Given request: Present each line of the listing below as a row in a Markdown table with the columns "Row" and "Line", skipping blank lines. Omit the pictures from the table.

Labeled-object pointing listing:
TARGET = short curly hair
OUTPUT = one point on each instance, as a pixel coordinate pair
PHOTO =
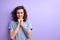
(14, 15)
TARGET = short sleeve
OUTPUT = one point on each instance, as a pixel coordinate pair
(29, 26)
(11, 25)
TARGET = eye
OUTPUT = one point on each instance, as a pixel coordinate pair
(17, 12)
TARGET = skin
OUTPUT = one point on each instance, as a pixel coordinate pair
(13, 33)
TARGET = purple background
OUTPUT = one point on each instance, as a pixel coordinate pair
(44, 16)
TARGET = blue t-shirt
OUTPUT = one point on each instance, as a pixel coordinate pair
(20, 35)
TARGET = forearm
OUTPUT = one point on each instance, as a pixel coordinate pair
(28, 33)
(14, 32)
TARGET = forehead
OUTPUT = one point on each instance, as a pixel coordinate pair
(20, 10)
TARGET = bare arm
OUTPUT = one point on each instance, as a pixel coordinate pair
(28, 32)
(13, 32)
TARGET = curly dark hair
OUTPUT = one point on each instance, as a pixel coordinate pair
(14, 15)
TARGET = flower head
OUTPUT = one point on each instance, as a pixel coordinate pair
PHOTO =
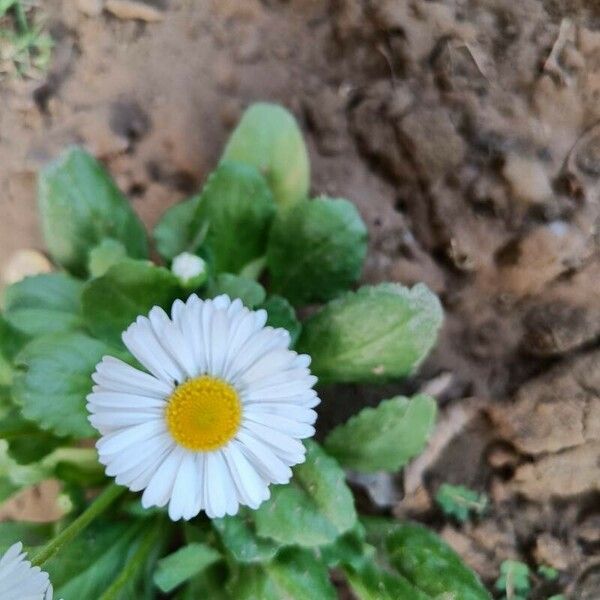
(19, 580)
(218, 417)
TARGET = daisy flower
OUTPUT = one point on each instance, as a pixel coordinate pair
(217, 418)
(19, 580)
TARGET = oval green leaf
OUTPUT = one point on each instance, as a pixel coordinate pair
(269, 139)
(79, 206)
(375, 334)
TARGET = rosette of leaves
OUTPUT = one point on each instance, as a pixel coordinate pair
(264, 239)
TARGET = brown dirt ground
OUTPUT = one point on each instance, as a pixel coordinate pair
(468, 135)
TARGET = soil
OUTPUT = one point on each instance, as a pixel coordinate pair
(467, 134)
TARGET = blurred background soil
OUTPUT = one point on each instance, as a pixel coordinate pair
(468, 135)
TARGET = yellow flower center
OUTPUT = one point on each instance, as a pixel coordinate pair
(203, 413)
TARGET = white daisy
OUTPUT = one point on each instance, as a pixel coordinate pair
(19, 580)
(219, 416)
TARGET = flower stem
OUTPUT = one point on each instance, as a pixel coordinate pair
(96, 508)
(146, 545)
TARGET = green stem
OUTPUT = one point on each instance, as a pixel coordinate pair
(147, 544)
(96, 508)
(21, 18)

Result:
| Row | Line |
|---|---|
| 1 | TARGET = short curly hair |
| 2 | OUTPUT = one point on each instance, as a pixel coordinate pair |
| 3 | PHOTO = |
| 4 | (14, 15) |
| 5 | TARGET = short sleeve |
| 6 | OUTPUT = one point on each instance, as a pixel coordinate pair |
| 7 | (29, 26) |
| 8 | (11, 25) |
| 9 | TARGET = eye |
| 10 | OUTPUT = one point on each instance, as a pixel coordinate pair |
| 11 | (17, 12) |
| 12 | TARGET = skin |
| 13 | OUTPUT = one point on each instance, as a pixel coordinate pair |
| 14 | (13, 33) |
| 15 | TARGET = purple background |
| 16 | OUTPUT = one point on each instance, as a pixel coordinate pair |
| 17 | (44, 16) |
| 18 | TARGET = blue t-shirt |
| 19 | OUTPUT = one point on each instance, as a pixel coordinate pair |
| 20 | (20, 35) |
| 21 | TARGET = forearm |
| 22 | OUTPUT = one point on each instance, as a pixel coordinate pair |
| 23 | (28, 33) |
| 24 | (14, 32) |
| 25 | TARGET = forehead |
| 26 | OUTPUT = one point on each instance, as a pixel coordinate pair |
| 27 | (20, 10) |
| 28 | TARGET = bare arm |
| 29 | OUTPUT = one point on each instance, as a pixel coordinate pair |
| 30 | (28, 32) |
| 31 | (13, 32) |
| 32 | TARGET = curly dark hair |
| 33 | OUTPUT = one point on each instance, as a pixel coordinate pair |
| 34 | (14, 15) |
| 35 | TARGET = flower head |
| 36 | OUTPUT = one point on each instance, as a pixel coordinate pair |
| 37 | PHOTO = |
| 38 | (19, 580) |
| 39 | (218, 417) |
| 40 | TARGET = daisy flower |
| 41 | OUTPUT = one point on each instance, as a pixel coordinate pair |
| 42 | (217, 418) |
| 43 | (19, 580) |
| 44 | TARGET = oval green leaf |
| 45 | OUTPUT = one point on each instance, as a pixel coordinate pair |
| 46 | (269, 139) |
| 47 | (79, 206) |
| 48 | (375, 334) |
| 49 | TARGET = rosette of leaves |
| 50 | OUTPUT = one point on each instance, as a pixel coordinate pair |
| 51 | (264, 239) |
| 52 | TARGET = brown dirt ground |
| 53 | OUTPUT = one point on each instance, as a pixel coordinate pair |
| 54 | (468, 135) |
| 55 | TARGET = soil |
| 56 | OUTPUT = one point on each instance, as a pixel coordinate pair |
| 57 | (467, 134) |
| 58 | TARGET = blurred background soil |
| 59 | OUTPUT = one point on each instance, as a pixel coordinate pair |
| 60 | (468, 135) |
| 61 | TARGET = yellow flower center |
| 62 | OUTPUT = one point on each instance, as a pixel coordinate pair |
| 63 | (203, 413) |
| 64 | TARGET = white daisy |
| 65 | OUTPUT = one point on each instance, as a pixel coordinate pair |
| 66 | (19, 580) |
| 67 | (219, 416) |
| 68 | TARGET = flower stem |
| 69 | OUTPUT = one point on each instance, as a pixel coordinate pair |
| 70 | (96, 508) |
| 71 | (146, 545) |
| 72 | TARGET = green stem |
| 73 | OUTPUT = one point on each instance, as a pixel coordinate pair |
| 74 | (147, 544) |
| 75 | (96, 508) |
| 76 | (21, 18) |